TASK
Starting at the line with "segment: small pebble" and ending at the line with "139], [168, 143]]", write the rows again with "small pebble" swapped for "round stone" and nothing else changed. Leave the pictures out.

(Segmentation dataset rows)
···

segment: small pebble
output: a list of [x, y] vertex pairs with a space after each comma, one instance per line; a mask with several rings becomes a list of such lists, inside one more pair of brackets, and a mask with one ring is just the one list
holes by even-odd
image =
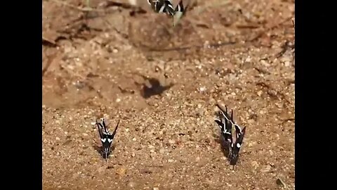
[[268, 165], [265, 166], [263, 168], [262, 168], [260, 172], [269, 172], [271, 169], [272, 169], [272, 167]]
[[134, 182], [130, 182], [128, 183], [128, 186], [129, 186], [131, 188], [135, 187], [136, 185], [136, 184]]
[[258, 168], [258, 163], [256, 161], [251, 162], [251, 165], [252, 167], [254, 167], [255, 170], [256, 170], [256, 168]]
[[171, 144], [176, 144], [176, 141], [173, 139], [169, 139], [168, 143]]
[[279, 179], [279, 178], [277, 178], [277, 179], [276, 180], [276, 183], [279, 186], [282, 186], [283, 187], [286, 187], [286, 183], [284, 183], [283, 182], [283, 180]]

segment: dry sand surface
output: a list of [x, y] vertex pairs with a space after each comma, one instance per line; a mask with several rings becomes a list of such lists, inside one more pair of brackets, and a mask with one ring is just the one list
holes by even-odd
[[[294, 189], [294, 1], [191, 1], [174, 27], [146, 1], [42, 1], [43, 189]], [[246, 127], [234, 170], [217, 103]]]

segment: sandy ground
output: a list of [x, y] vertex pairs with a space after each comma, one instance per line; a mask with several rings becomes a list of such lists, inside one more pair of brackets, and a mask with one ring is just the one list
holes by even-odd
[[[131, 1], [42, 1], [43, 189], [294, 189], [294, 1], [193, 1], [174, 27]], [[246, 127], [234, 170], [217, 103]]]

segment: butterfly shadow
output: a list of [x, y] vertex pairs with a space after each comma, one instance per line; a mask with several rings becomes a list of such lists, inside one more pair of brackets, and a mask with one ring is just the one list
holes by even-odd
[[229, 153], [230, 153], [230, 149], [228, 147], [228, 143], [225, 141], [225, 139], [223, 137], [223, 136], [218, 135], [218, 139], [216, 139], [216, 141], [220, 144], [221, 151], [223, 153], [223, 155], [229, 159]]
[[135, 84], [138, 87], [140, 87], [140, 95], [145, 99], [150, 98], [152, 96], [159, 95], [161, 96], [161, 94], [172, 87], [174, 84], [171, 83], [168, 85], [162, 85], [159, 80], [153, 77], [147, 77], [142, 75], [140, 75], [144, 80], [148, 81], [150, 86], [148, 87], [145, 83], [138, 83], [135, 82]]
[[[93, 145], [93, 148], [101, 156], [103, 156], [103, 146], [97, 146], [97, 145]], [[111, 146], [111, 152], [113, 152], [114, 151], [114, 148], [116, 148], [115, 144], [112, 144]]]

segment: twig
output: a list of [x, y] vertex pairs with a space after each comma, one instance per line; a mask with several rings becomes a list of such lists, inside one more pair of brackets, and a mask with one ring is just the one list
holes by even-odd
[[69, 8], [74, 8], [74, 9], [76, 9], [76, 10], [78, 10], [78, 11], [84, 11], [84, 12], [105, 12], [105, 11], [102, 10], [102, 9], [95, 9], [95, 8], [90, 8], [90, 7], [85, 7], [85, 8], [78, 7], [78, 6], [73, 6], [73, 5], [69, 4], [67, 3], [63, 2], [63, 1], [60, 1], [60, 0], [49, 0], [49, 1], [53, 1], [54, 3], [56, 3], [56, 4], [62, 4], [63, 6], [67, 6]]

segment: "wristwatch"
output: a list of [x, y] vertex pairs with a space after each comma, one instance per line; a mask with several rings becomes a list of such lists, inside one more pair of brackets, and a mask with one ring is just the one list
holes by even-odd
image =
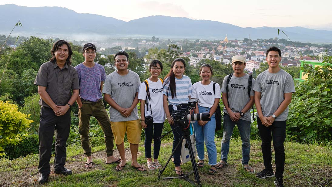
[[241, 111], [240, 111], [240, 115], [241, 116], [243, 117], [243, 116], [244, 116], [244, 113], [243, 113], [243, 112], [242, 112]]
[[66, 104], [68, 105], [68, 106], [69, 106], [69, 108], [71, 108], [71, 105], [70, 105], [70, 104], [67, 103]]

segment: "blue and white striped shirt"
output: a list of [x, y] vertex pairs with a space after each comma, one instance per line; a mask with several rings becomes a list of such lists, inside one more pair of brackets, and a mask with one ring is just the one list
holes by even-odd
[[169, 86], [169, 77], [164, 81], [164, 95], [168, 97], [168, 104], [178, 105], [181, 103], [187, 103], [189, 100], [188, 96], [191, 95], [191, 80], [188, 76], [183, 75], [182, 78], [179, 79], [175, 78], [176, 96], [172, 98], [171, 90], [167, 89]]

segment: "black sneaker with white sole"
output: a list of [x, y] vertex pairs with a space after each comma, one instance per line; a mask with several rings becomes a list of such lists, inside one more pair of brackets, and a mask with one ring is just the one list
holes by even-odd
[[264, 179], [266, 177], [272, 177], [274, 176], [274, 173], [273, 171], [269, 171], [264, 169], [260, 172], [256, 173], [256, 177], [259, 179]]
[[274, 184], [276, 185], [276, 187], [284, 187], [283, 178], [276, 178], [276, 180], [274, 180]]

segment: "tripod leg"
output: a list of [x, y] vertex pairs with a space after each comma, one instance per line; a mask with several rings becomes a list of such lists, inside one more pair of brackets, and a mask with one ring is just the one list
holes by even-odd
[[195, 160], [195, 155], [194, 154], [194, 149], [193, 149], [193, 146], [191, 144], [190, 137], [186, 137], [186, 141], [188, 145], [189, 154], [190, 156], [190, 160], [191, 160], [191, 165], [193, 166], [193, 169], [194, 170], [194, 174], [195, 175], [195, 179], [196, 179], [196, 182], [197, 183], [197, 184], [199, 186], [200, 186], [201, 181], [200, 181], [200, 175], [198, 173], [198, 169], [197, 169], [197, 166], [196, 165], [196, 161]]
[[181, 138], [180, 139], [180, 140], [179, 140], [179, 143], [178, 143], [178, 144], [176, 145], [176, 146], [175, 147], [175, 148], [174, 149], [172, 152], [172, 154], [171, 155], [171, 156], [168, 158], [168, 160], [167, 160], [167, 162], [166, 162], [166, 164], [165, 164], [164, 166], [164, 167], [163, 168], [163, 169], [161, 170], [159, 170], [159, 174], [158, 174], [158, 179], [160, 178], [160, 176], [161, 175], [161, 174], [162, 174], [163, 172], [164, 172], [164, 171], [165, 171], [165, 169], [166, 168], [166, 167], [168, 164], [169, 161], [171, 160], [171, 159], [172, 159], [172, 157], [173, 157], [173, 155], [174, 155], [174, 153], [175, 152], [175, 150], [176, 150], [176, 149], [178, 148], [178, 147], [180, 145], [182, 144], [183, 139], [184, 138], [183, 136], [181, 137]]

···

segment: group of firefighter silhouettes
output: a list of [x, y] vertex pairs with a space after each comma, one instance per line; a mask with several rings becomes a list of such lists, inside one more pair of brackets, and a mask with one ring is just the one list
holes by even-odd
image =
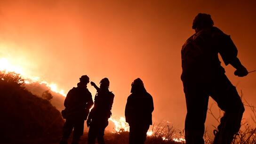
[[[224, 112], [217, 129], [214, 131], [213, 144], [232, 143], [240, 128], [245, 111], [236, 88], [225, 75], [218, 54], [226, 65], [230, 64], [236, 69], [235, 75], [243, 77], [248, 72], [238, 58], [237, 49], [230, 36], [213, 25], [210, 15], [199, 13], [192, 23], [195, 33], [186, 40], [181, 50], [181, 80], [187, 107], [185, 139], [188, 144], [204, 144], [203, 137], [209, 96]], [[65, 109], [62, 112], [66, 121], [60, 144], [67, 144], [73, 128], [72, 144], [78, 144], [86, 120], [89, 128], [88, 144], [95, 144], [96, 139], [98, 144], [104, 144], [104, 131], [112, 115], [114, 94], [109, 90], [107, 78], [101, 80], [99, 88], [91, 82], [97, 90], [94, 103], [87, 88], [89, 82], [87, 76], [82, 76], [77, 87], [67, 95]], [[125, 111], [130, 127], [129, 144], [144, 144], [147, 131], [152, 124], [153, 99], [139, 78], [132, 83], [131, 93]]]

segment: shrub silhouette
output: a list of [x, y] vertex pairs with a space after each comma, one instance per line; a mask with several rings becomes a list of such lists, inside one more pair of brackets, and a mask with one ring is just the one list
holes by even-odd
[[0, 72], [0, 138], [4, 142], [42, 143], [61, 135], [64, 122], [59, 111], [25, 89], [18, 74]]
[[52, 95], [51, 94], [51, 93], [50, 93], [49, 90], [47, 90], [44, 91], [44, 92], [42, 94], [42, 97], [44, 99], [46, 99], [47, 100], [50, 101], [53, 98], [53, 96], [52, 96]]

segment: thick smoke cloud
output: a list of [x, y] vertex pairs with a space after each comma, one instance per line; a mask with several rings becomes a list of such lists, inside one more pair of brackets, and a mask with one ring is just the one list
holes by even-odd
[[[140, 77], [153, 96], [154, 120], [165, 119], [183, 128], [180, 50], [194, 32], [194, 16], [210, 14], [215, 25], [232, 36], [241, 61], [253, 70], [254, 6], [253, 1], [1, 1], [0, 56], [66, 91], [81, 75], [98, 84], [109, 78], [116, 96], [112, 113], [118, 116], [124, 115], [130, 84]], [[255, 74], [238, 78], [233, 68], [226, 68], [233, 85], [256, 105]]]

···

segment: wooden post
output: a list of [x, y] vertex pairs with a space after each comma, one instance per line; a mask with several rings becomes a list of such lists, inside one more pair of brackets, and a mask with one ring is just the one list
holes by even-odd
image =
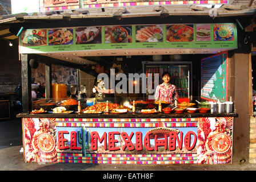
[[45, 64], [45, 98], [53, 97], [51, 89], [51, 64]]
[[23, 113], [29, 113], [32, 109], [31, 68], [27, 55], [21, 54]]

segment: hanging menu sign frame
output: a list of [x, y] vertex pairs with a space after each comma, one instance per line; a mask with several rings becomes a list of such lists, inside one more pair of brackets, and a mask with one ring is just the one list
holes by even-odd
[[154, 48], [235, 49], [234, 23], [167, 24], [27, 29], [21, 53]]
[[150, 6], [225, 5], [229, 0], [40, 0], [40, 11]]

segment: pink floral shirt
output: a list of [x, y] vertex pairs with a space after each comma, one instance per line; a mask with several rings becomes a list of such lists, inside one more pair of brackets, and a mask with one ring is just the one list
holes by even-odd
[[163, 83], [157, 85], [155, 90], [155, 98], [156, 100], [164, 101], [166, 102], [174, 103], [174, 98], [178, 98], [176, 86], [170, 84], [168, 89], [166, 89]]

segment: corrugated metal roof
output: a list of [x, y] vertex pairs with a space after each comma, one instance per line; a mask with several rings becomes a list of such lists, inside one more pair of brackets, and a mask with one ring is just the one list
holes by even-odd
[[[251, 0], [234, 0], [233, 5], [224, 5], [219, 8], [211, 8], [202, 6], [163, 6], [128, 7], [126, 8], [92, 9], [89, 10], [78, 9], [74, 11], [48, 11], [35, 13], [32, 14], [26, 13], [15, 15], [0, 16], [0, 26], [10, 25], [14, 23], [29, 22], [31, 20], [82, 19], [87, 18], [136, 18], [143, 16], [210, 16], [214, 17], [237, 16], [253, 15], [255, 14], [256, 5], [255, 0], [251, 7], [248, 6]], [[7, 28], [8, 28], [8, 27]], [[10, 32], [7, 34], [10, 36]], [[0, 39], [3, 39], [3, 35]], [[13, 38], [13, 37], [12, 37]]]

···

REPLY TO THE TASK
segment: round stone
output: a list of [x, y] vertex pairs with a space after each comma, one instance per line; a mask with several rings becomes a list of such lists, inside one more pair of brackets, and a mask with one ring is just the one list
holes by even-odd
image =
[[268, 165], [265, 166], [263, 168], [262, 168], [260, 172], [269, 172], [271, 169], [272, 169], [272, 167]]
[[134, 182], [130, 182], [128, 183], [128, 186], [129, 186], [131, 188], [135, 187], [136, 185], [136, 184]]
[[258, 168], [258, 163], [256, 161], [251, 162], [251, 165], [252, 167], [254, 167], [255, 170], [256, 170], [256, 168]]
[[171, 144], [176, 144], [176, 141], [173, 139], [169, 139], [168, 143]]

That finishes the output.